◆ **Supplied text**:

On May 24, 2:21 am, "robertchen@gmail.com"
<robertchen
@gmail.com> wrote:
> I have a long list of host/node configuration file need to parsed and
> print in a CGI table.
> I want to sort them by group and then by address, by on_off, polling.
> Please help me how to do it. The node name is unique. If just sort by
> name, it is easy...
> begin node
> name ge17.net.domain.com
> on_off on
> group CISCO-SWITCH
> suppress no
> auto_delete yes
> read_community OJ3yEgsBQ7
> write_community public
> address 10.9.1.118
> port 161
> snmp_version 2
> engineid 0
> auth_protocol 0
> is_key_ok 1
> error_status 0
> security_level 0
> end node
> begin node
> name v255.net.domain.com
> on_off on
> group CISCO-SWITCH
> suppress no
> auto_delete yes
> read_community OJ3yEgsBQ7
> write_community public
> address 10.9.255.3
> port 161
> snmp_version 2
> engineid 0
> auth_protocol 0
> is_key_ok 1
> error_status 0
> security_level 0
> end node
I don't see anything named "polling" here, but admittedly I don't know
much about host/node configurations...

◆ **Dataset extract**:
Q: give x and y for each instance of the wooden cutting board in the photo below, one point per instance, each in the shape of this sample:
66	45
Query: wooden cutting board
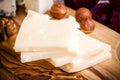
107	70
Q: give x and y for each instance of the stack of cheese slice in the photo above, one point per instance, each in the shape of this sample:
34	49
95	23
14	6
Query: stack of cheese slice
90	52
40	37
59	42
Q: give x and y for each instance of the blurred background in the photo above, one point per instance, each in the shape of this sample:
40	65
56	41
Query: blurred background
106	12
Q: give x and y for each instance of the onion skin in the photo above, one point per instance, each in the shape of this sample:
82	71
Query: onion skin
102	13
58	10
115	20
84	18
83	14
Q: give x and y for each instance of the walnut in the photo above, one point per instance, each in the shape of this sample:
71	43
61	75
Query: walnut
7	28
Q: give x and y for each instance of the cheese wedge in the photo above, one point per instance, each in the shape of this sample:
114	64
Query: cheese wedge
87	47
60	61
82	63
40	6
39	33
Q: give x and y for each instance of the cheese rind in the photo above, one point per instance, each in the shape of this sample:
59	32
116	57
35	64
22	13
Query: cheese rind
40	6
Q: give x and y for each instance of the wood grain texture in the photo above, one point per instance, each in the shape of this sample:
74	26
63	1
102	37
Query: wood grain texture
107	70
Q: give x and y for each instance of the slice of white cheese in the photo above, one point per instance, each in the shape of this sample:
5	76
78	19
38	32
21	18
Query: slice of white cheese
40	6
60	61
87	48
82	63
7	8
39	33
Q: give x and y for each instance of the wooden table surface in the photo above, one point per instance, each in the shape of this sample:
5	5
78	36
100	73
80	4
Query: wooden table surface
107	70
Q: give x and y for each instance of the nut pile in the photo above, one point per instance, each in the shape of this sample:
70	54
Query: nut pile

◆ **Work instructions**:
Repeat the passage of the node configuration message between "On May 24, 2:21" and "it is easy...", inclusive. The listing has nothing to do with what comes next.

◆ **Correct result**:
On May 24, 2:21 am, "robertchen@gmail.com"
<robertchen
@gmail.com> wrote:
> I have a long list of host/node configuration file need to parsed and
> print in a CGI table.
> I want to sort them by group and then by address, by on_off, polling.
> Please help me how to do it. The node name is unique. If just sort by
> name, it is easy...